*** RECORDS SHOWN Section Begins ***

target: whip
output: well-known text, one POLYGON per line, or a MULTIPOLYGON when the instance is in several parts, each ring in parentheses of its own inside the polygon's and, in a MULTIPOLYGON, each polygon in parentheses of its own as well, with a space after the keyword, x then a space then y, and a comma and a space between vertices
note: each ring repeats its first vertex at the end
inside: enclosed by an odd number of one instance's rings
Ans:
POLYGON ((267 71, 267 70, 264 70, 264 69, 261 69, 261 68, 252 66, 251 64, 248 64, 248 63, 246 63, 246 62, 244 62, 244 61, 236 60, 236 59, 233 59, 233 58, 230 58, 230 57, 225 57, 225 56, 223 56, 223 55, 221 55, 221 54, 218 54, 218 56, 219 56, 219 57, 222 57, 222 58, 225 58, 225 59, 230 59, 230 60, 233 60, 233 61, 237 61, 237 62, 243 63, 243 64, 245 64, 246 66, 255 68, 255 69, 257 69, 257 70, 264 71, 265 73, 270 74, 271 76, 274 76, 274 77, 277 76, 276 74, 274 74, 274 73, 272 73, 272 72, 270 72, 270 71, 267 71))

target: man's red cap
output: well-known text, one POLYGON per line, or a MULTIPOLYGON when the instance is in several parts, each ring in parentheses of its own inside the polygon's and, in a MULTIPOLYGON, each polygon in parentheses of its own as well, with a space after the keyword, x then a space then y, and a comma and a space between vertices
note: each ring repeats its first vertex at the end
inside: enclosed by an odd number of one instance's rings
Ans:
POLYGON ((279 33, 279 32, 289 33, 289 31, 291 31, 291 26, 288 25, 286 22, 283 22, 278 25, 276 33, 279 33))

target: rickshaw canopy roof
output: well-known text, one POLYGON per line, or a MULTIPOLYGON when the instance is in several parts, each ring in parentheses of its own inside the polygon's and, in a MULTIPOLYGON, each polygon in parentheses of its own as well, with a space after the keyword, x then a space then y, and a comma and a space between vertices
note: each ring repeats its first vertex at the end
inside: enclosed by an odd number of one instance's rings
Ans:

*** RECORDS SHOWN Section Ends ***

→ TASK TO CARRY OUT
Every line from the data above that contains "target" must appear in the answer.

→ ANSWER SECTION
target: whip
target: man's red cap
target: rickshaw canopy roof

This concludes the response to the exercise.